**SOURCE PASSAGE:**
____________________

In case you missed Meet the Press Sunday morning:
Blah, blah, blah, job growth… unemployment numbers. Blah, blah, blah, recession… debt reduction. Blah, blah, blah recovery… tax credits. Blah, blah, blah health care… social security. Blah, blah, blah, Democrats… Republicans. Blah.
And so it went up to the interview with Rick Santorum and through the first 12 minutes and 41 seconds of his appearance, when David Gregory finally got around to asking about something vital, critical, pivotal – the number one make or break issue for any candidate, the single most important issue facing our country, an issue important in the way that the consignment of Jews to gas chambers was important to Nazi Germany.
Gregory: One more question on abortion, an issue you care deeply about. I, I want to be clear on this. Do you believe that there should be any legal exceptions for rape or incest when it comes to abortion?

____________________

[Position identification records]
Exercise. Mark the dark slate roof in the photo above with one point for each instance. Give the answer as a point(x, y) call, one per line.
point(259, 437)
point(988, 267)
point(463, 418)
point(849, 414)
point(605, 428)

____________________

**THINGS TO DO:**
A – Duplicate everything in the Meet the Press passage from "And so it went" down to "comes to abortion?".
B – In the Meet the Press passage, how far into Rick Santorum's appearance did David Gregory ask his question on abortion?

**FULL ANSWERS:**
A –
And so it went up to the interview with Rick Santorum and through the first 12 minutes and 41 seconds of his appearance, when David Gregory finally got around to asking about something vital, critical, pivotal – the number one make or break issue for any candidate, the single most important issue facing our country, an issue important in the way that the consignment of Jews to gas chambers was important to Nazi Germany.
Gregory: One more question on abortion, an issue you care deeply about. I, I want to be clear on this. Do you believe that there should be any legal exceptions for rape or incest when it comes to abortion?

B – After the first 12 minutes and 41 seconds.